----- Приведённый отрывок -----

Что же касается оценки хозяина «Недр» Н. С. Ангарского, то здесь свидетельства разнятся. Волошину Ангарский возражал: «Я не согласен с Вами в оценке его романа: роман слаб…» [142; 246] Иначе запомнилось мнение издателя сотруднику «Недр» П. Н. Зайцеву. «Он тоже считал „Белую гвардию“ талантливым произведением, роман произвел на него сильное впечатление реалистическим изображением действительности, живой и сочной подачей людей, их характеров, но Ангарского смущало изображение белогвардейцев, недавних врагов советской власти, которые могли вызвать симпатию и сочувствие у читателей. И, поколебавшись, Н. Ангарский решил поддержать Вересаева: печатать роман нельзя по идеологическим причинам» [142; 500].

«…ты, Леонтьич, с этим романом даже не суйся никуда. Наживешь ты себе неприятности, и придется нам, твоим друзьям, страдать при мысли о твоих мучениях <…> не так велики уж художественные достоинства твоего романа <…> чтобы из-за него тебе идти на Голгофу. Пойми!»

Думал или не думал так булгаковский протагонист из «Театрального романа», понимал или не понимал про Голгофу, но самому Булгакову после отказа «Недр» ничего не оставалось, как уповать на демонического Лежнева, хоть и бросившего его на съедение издателю 3. Л. Каганскому («Завтра неизвестный мне еще еврей Каганский должен будет уплатить мне 300 рублей и векселя. Векселями этими можно п<одтеретьс>я»), но единственного, кто так полюбил и оценил «Белую гвардию», что рискнул выйти с ней на бой с советской цензурой.

«Ваш роман Главлит не пропустит, и никто его не напечатает. Его не примут ни в „Зорях“, ни в „Рассвете“ <…> И тем не менее я этот роман у вас беру».

О Лежневе принято отзываться плохо. «Хитрая, веснушчатая лиса, – писал о своем ровеснике и редакторе и сам Булгаков в дневнике. – Не хочется мне связываться с Лежневым». «Подхалим, ради выгоды переметнувшийся к большевикам и покорно лизавший им пятки» [97; 372], – по обыкновению категорично вынес свой приговор покаявшемуся сменовеховцу бескомпромиссный Р. В. Иванов-Разумник. «Он заигрывал с интеллигенцией, старался стать ее трибуной, подчеркнуто демонстрировал независимость вкусов и свою политическую независимость, – писал уже не о самом Лежневе, но о его журнале драматург Сергей Ермолинский. – И он словно доказывал Западу, что в России, которую продолжают обвинять в полном бесправии, покончено с единомыслием, возрождается свободная литература. По-видимому, это была одна из главных, подпочвенных задач нового журнала» [44; 56].

-----

-- Условие задачи 1 --
Масштабируйте только строки записей от строки, содержащей «of the conical», до строки, содержащей «point(874, 724)», включительно. Воспроизведите их вместе с формулировками, умножив каждое число в ответах (координаты точек) на 0,4 и округлив до целого, причём половины округляются в большую сторону.

----- Исходные данные -----

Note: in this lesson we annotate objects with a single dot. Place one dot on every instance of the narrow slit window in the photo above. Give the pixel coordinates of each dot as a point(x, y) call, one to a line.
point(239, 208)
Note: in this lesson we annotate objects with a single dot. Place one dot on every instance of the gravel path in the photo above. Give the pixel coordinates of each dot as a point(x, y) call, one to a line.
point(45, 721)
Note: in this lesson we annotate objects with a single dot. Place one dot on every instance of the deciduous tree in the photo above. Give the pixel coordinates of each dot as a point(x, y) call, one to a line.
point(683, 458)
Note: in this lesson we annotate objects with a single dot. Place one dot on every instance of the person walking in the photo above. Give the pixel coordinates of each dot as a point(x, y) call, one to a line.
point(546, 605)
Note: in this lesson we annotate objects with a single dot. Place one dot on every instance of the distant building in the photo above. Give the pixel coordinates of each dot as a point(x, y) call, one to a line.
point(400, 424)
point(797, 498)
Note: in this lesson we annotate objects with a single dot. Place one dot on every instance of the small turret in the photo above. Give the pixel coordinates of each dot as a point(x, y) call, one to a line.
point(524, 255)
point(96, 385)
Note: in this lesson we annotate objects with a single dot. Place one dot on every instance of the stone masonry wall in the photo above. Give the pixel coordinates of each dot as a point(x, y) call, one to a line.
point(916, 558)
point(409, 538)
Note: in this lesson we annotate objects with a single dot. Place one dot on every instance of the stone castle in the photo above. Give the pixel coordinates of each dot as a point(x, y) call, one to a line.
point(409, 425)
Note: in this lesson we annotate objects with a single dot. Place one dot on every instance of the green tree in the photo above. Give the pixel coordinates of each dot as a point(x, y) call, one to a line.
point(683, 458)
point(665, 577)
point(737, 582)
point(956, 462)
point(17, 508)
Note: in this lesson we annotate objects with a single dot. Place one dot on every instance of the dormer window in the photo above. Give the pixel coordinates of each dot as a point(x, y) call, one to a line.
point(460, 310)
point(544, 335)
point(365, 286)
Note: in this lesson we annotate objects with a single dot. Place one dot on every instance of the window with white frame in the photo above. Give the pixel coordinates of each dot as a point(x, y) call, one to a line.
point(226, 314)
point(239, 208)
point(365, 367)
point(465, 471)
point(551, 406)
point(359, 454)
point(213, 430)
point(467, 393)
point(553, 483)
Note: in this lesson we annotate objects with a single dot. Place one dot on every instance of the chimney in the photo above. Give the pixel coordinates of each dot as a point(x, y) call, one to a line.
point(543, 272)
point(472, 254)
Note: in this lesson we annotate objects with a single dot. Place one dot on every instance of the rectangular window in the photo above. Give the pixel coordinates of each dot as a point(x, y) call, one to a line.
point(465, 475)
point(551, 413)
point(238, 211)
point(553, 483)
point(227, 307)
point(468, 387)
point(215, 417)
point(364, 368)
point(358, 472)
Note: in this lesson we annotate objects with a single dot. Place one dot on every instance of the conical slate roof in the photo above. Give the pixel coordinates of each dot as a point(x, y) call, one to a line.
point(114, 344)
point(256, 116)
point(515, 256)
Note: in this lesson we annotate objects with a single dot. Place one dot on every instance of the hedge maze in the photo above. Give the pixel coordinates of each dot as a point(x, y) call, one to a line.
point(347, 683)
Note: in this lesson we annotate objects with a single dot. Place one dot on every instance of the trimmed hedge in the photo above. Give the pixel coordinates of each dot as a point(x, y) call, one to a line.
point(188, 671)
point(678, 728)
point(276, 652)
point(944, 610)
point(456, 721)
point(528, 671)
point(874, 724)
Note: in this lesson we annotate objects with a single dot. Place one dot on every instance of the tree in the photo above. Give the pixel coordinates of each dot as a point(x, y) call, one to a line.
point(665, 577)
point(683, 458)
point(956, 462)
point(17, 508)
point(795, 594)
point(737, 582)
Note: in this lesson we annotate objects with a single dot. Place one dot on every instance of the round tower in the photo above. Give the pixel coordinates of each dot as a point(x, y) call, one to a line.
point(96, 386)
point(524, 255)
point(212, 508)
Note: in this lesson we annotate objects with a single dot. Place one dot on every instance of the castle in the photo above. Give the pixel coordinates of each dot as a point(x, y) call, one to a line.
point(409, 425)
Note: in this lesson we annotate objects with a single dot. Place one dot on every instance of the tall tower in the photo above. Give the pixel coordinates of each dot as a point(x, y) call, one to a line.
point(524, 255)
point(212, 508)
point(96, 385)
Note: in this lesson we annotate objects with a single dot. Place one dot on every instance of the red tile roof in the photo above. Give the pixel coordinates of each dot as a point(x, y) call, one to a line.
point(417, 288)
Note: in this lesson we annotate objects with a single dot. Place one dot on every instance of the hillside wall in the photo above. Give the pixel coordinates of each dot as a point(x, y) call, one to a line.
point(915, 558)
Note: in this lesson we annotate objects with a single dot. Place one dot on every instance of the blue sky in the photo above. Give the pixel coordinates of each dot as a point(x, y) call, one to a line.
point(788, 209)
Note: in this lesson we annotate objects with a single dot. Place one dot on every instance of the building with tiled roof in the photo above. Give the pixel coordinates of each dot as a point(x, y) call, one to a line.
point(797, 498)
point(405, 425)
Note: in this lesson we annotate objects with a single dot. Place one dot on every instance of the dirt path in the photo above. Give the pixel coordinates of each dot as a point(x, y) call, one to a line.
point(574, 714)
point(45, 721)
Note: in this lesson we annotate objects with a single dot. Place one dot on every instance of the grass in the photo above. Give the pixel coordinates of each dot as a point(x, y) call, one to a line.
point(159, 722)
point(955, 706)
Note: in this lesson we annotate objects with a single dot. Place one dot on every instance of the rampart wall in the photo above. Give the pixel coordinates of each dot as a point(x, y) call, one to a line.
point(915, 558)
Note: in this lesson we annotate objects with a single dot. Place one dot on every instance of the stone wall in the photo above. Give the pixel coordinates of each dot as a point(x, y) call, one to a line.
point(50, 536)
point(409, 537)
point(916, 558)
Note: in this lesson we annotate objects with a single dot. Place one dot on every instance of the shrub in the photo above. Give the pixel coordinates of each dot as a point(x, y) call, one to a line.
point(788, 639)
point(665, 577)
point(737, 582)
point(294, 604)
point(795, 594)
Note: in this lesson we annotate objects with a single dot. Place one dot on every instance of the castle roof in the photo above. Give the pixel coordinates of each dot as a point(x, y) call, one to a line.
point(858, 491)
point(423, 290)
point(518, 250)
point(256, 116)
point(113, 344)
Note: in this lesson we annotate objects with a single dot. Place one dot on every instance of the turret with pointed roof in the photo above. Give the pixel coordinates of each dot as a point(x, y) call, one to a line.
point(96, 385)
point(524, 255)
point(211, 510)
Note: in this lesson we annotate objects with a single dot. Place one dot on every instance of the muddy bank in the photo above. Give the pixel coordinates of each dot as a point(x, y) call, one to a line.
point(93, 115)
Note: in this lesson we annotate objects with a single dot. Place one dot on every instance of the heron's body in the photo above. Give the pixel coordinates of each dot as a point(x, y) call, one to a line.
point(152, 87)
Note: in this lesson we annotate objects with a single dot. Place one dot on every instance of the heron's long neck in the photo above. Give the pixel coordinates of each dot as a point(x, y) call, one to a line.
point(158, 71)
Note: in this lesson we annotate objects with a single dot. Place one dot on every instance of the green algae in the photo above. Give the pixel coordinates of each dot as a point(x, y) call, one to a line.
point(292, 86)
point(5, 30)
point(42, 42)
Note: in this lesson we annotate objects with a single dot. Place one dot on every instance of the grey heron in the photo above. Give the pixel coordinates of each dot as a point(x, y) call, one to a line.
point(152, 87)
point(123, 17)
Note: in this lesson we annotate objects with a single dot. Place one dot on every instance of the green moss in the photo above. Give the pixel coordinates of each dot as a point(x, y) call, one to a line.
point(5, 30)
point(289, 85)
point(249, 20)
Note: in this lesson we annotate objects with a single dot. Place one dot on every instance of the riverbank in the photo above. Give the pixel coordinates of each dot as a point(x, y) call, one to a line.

-----

-- Условие задачи 2 --
Воспроизведите без изменений фрагмент отрывка о романе «Белая гвардия» от слов «Думал или не» до слов «с советской цензурой.» включительно.

-- Полное решение 1 --
Note: in this lesson we annotate objects with a single dot. Place one dot on every instance of the conical slate roof in the photo above. Give the pixel coordinates of each dot as a point(x, y) call, one to a line.
point(46, 138)
point(102, 46)
point(206, 102)
Note: in this lesson we annotate objects with a single dot. Place one dot on every instance of the hedge maze in the photo above. Give the pixel coordinates of each dot as a point(x, y) call, one to a line.
point(139, 273)
Note: in this lesson we annotate objects with a single dot. Place one dot on every instance of the trimmed hedge in the photo above. Give the pixel coordinates of each dot as a point(x, y) call, one to a line.
point(75, 268)
point(271, 291)
point(110, 261)
point(378, 244)
point(182, 288)
point(211, 268)
point(350, 290)

-- Полное решение 2 --
Думал или не думал так булгаковский протагонист из «Театрального романа», понимал или не понимал про Голгофу, но самому Булгакову после отказа «Недр» ничего не оставалось, как уповать на демонического Лежнева, хоть и бросившего его на съедение издателю 3. Л. Каганскому («Завтра неизвестный мне еще еврей Каганский должен будет уплатить мне 300 рублей и векселя. Векселями этими можно п<одтеретьс>я»), но единственного, кто так полюбил и оценил «Белую гвардию», что рискнул выйти с ней на бой с советской цензурой.